The photographs in Chung’s series were shot in Shohada District and the provincial hospital in Faizabad, the capital of Badakshan, in the northeast of the country, which has the world’s highest rate of maternal mortality, according to a joint study by Unicef and the United States Center for Disease Control and Prevention.
In the maternity ward, she saw four delivery beds, three nurses and six female doctors. This was a town where there was only one provincial hospital with 10 trained midwives for a population of 50,000. The lives of many pregnant women were put at risk because the patriarchs of the families didn’t want their women to be seen by people outside their families, including doctors.
On the second day of her visit to the maternity ward at Faizabad, Chung was introduced to Qamar, a 26-year-old woman who had just delivered a boy through Caesarean section. She had already lost her first child f two years previously.
A little over a week later, when Chung returned to the hospital, she found Qamar suffering from postpartum complications including meningitis and hypothermia.

● Information:
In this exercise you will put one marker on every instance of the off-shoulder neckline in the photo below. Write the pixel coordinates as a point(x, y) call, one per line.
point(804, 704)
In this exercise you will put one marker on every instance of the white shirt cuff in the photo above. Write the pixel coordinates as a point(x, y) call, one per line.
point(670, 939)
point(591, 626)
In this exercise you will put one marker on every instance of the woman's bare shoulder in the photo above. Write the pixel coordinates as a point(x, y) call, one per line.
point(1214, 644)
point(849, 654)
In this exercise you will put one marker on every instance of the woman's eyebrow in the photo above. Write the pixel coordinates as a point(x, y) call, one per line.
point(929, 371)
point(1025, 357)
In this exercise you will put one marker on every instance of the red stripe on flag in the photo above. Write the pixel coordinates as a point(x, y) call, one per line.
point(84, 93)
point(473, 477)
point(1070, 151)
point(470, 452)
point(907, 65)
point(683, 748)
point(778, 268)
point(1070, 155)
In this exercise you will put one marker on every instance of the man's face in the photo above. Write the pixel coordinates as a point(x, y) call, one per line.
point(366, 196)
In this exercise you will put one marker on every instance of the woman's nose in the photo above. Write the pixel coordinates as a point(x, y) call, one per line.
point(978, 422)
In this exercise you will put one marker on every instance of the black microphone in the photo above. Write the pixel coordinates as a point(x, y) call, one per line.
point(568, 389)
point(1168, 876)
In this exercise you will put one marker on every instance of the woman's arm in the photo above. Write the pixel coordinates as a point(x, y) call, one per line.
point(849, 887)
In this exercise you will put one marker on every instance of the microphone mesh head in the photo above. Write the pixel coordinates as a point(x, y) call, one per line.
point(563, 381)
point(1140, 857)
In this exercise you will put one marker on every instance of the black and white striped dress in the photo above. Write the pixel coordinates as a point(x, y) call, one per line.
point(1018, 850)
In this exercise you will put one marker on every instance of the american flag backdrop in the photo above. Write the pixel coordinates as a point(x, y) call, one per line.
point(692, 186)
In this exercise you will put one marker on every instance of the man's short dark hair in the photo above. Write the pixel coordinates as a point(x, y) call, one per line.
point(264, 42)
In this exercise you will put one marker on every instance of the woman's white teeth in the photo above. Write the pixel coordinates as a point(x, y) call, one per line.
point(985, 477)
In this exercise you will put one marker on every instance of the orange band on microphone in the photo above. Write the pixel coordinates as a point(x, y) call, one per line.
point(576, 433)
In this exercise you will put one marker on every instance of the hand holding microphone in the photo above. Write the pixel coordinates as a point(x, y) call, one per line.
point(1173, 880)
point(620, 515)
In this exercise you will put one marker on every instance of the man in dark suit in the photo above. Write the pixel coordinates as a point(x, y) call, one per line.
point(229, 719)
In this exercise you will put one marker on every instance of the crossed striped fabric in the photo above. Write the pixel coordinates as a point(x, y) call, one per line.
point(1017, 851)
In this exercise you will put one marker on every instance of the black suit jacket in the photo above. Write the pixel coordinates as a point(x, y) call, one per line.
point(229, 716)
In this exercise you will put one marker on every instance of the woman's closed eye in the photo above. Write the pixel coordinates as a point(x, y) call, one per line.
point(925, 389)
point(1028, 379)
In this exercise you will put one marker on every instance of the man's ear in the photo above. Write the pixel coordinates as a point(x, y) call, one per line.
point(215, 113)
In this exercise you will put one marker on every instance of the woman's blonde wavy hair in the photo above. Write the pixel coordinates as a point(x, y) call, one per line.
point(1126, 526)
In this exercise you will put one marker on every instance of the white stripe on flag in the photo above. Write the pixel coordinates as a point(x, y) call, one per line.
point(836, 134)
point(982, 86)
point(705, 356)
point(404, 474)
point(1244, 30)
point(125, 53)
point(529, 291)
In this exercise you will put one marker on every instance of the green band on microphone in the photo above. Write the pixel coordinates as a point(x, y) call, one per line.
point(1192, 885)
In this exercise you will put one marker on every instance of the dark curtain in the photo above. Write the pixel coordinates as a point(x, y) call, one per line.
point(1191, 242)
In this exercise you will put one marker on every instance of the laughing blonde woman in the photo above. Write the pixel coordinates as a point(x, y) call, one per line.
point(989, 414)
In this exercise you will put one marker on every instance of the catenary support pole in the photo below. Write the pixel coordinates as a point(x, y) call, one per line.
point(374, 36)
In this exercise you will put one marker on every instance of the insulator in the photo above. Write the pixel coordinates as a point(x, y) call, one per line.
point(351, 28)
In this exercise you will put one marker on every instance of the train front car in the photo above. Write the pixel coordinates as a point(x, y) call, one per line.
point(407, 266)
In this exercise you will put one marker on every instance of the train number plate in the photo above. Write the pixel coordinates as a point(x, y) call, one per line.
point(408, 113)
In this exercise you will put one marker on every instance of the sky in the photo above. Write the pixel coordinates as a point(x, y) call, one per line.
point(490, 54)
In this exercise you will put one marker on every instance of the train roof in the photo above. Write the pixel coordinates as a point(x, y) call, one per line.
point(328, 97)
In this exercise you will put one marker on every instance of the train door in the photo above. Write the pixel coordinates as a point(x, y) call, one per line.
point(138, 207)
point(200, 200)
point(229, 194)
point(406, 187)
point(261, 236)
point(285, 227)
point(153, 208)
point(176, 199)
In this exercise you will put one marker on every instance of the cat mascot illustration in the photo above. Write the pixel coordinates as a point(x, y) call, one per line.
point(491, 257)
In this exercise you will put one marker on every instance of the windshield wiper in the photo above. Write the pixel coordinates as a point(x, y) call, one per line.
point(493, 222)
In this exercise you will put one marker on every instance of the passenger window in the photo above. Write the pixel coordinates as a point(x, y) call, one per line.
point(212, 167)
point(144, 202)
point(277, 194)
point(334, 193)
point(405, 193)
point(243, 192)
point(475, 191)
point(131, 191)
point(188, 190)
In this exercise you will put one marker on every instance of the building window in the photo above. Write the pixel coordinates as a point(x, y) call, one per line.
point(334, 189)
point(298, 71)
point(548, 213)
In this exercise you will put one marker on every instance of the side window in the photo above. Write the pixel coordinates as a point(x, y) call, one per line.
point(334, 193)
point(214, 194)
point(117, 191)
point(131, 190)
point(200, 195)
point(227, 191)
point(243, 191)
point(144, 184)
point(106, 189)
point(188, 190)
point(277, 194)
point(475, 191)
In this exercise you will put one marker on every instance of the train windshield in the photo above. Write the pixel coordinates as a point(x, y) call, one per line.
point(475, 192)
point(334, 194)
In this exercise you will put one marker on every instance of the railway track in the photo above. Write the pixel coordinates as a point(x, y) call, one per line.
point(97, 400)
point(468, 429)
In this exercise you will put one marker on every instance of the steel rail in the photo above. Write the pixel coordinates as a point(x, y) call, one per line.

● Directions for this task: Carry on the account of Chung's photographs from the Faizabad maternity ward, picking up after its last sentence.

● Result below:
Two weeks after her delivery, she was transferred to intensive care. Qamar died that evening.
The next day, Chung accompanied the family to Qamar’s hometown of Shohada in Badakshan, where the funeral was to be held.
In the photograph, at the top of this page, of weeping women surround the dead body of Qamar, who is lying on a beautifully quilted sheet with a white linen shroud covering her body.
Shot in available light, the picture poignantly captures the dense atmosphere of the room where the mourners are overwhelmed with grief.
Their emotions are partly reflected through the mysterious contrast of light between the white veils on the women’s heads and the dark shadows on the wall.
There are other photographs by Chung from the same series, like the one in which Qamar lies on her deathbed wearing an oxygen mask. It is one of Chung’s most precious images from the series, possibly because it was her first experience of watching a person die, especially one she had only known for 10 days.
Though Chung has seen many dead bodies before, to witness the final moments of life was a different experience.
“I kept asking, ‘Why did she have to die? I asked the same question over and over, and I became very angry about the conditions in Afghanistan,” she says.
There is a tinge of hope running through Chung’s other images of the country’s landscape, like her series on Afghan kite-makers that she did for London’s Daily Telegraph.
In the series, Chung focused on Noor Agha, a renowned kite maker whose works will be shown in the film “The Kite Runner,” based on Khaled Hosseini’s novel about the country’s political turmoil, told through the story of two childhood friends.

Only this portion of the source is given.